#### DATA EXCERPTS ####

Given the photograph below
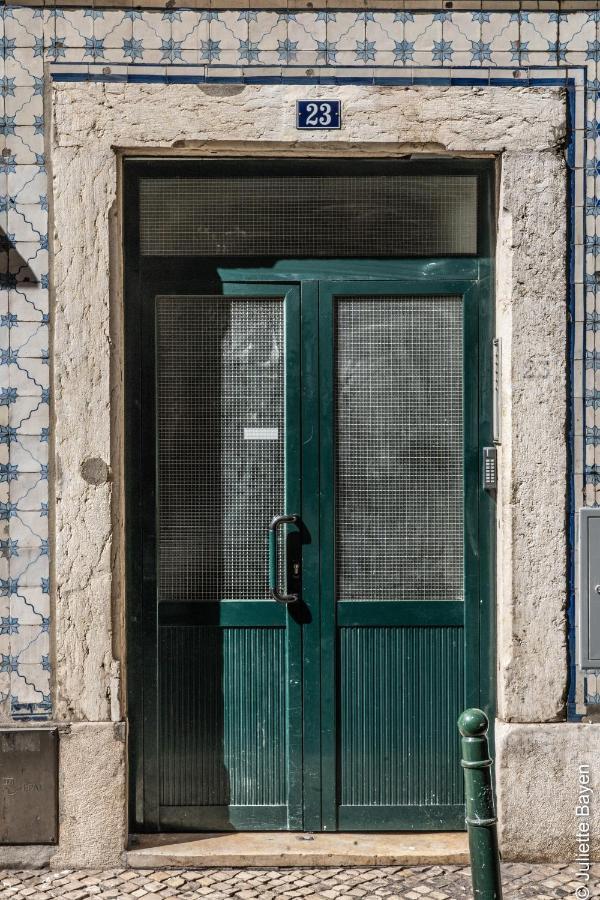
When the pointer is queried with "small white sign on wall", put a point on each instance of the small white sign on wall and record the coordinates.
(261, 434)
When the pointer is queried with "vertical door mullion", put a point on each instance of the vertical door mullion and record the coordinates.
(293, 504)
(472, 491)
(329, 642)
(310, 555)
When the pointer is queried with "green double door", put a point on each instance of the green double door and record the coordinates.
(328, 699)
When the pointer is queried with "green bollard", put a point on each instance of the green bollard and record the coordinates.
(481, 818)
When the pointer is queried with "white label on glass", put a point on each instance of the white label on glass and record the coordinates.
(261, 434)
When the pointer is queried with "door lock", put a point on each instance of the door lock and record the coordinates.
(490, 469)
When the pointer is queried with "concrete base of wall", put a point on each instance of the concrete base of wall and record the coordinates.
(548, 787)
(92, 806)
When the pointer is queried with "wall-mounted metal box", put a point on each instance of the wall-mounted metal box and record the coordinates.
(28, 786)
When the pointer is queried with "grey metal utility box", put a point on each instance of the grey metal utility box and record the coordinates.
(28, 786)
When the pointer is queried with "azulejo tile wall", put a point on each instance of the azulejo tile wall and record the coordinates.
(131, 43)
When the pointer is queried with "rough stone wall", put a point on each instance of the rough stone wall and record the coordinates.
(532, 542)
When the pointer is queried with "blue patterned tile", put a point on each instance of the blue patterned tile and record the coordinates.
(22, 26)
(29, 491)
(29, 303)
(24, 106)
(346, 30)
(29, 340)
(307, 29)
(424, 31)
(28, 378)
(30, 605)
(29, 569)
(30, 644)
(29, 453)
(29, 689)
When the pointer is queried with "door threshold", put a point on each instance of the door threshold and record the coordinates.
(277, 848)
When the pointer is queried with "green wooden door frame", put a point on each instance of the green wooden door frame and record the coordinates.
(320, 282)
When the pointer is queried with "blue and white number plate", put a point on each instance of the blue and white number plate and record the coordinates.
(318, 114)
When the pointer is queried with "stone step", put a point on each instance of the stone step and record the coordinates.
(266, 849)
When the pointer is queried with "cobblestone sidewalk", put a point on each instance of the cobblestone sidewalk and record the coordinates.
(392, 883)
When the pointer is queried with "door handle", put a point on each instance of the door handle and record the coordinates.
(278, 522)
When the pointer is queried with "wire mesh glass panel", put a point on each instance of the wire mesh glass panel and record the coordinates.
(220, 420)
(358, 216)
(399, 492)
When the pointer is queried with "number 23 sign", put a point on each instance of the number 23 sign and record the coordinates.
(318, 114)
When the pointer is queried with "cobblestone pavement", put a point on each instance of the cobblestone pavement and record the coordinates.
(390, 882)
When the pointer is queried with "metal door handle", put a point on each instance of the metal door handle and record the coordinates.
(277, 522)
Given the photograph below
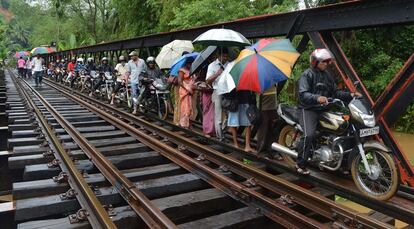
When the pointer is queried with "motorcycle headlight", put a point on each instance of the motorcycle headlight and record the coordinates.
(359, 116)
(368, 120)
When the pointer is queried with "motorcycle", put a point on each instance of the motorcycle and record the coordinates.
(124, 94)
(344, 141)
(155, 98)
(88, 82)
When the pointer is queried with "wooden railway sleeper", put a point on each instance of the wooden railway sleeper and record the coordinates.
(68, 195)
(80, 216)
(110, 210)
(61, 178)
(48, 153)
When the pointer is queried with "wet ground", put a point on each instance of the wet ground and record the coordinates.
(406, 141)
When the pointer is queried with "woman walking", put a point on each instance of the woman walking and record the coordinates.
(186, 90)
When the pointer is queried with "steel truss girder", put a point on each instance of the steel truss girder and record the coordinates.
(344, 16)
(348, 74)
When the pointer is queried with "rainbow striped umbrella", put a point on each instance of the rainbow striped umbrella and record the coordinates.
(264, 64)
(21, 54)
(41, 50)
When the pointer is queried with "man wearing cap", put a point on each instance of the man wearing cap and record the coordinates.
(134, 68)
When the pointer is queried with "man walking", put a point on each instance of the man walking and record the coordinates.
(134, 68)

####

**PROBLEM DETAILS**
Could you reproduce the lines above, from the one that holds "motorcycle and record the coordinates." through the last, exactly as they stand?

**EXERCISE SOLUTION**
When the pointer is queried with "motorcycle", put a point on each instance of the motorcycle and record the coordinates.
(124, 94)
(344, 141)
(155, 98)
(88, 82)
When the pointer is queried with "wooden railway sleeper", put a point on each instance of the wooden railway sleeper and record the coordinates.
(68, 195)
(80, 216)
(110, 210)
(61, 178)
(48, 153)
When the pointer is queried with "wet ground", put a point on each instance of the wet ground and record the coordinates.
(406, 141)
When the pointer is queried with "woman walking", put a point on each instance of the woman walking and record the coordinates.
(186, 90)
When the pointer is queried with "steel truss girder", put a point on each instance of the steel truss girder and record the coordinates.
(344, 16)
(348, 74)
When the pointer is queried with "rainbow striped umbrella", put a point on each instance of the rainbow striped umbrella and record the coordinates.
(264, 64)
(21, 54)
(41, 50)
When the pointer is queried with "man wearing cap", put a point on each instance of the man wearing cap and record the coordinates.
(134, 68)
When the pointer is queried with "man walking", put a point on each instance of the man walking and record the coordinates.
(134, 68)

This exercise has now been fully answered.